**TEXT**
- - - - - - -

Leben und Ausbildung[Bearbeiten | Quelltext bearbeiten]

Archer wurde 1916 in Norwell in Massachusetts als drittes Kind von Elizabeth Snyder und Gleason Archer Senior geboren. Er hatte einen älteren Bruder, Allen, und eine ältere Schwester, Marion. Durch den Einfluss seiner Mutter Elizabeth wurde er früh Christ. Sie war Mitglied der Park Street Church in Boston. Sein Großvater mütterlicherseits war Pastor. Archers Vater, Gleason Archer Senior, war der Begründer der Suffolk Law School in Boston. Gleason Junior wuchs in Boston auf, verbrachte die Sommer jeweils aber in Norwell. Er besuchte die Boston Latin School. 1938 erhielt er von der Harvard-Universität den Bachelor in Klassischen Altertumswissenschaften mit summa cum laude. 1939 erhielt er von der Suffolk Law School in Boston einen Bachelor of Laws und wurde im Bundesstaat Massachusetts als Anwalt zugelassen. 1940 machte er seinen Master in Klassischen Altertumswissenschaften in Harvard, 1944 das entsprechende Doktorat. Schließlich erhielt er 1945 einen Bachelor in Theologie vom Princeton Theological Seminary, wo er hebräische, aramäische und arabische Sprache studiert hatte.[1]

Akademische Tätigkeit[Bearbeiten | Quelltext bearbeiten]

Von 1945 bis 1948 versah Archer seinen Dienst als Assistenzpastor an der Park Street Church in Boston, und er war auch Lehrer an der Bostoner Abendbibelschule. Seine Leidenschaft für das Alte Testament wurde durch Harold John Ockenga, den Hauptpastor der Park Street Church, gefördert.

- - - - - - -

**DATENZEILEN**
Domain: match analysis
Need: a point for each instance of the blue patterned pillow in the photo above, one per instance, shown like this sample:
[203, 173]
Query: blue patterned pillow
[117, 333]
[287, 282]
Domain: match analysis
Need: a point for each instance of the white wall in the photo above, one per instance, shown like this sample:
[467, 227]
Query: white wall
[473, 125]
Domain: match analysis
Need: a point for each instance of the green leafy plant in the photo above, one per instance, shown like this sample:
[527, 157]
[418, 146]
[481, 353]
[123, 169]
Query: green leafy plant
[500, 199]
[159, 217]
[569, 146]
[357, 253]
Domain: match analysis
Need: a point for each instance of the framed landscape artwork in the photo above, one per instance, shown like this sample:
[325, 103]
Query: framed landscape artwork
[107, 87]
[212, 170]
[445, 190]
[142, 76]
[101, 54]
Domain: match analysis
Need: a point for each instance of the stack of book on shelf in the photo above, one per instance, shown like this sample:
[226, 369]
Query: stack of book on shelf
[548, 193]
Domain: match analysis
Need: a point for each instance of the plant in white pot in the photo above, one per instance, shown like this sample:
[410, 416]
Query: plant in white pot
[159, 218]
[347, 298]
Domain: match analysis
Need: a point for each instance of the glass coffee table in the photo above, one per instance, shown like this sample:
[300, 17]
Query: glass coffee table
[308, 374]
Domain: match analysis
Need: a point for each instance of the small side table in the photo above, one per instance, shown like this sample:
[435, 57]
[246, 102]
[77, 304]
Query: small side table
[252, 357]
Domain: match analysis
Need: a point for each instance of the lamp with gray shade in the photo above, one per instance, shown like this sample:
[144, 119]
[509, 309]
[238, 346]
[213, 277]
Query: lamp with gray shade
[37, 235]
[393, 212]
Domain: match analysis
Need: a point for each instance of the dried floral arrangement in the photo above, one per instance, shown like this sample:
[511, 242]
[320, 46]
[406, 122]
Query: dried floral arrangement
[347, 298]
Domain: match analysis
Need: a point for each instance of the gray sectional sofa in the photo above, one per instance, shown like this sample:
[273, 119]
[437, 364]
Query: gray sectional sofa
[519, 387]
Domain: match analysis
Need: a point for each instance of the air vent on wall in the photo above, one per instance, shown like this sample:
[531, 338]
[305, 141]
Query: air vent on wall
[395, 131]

- - - - - - -

**AUFGABENSTELLUNG**
Welchen Abschluss erwarb Archer laut Text im Jahr 1939, und an welcher Einrichtung? Die Daten stammen aus einer anderen Quelle als der Text.

**AUSGEARBEITETE LÖSUNG**
Einen Bachelor of Laws an der Suffolk Law School in Boston.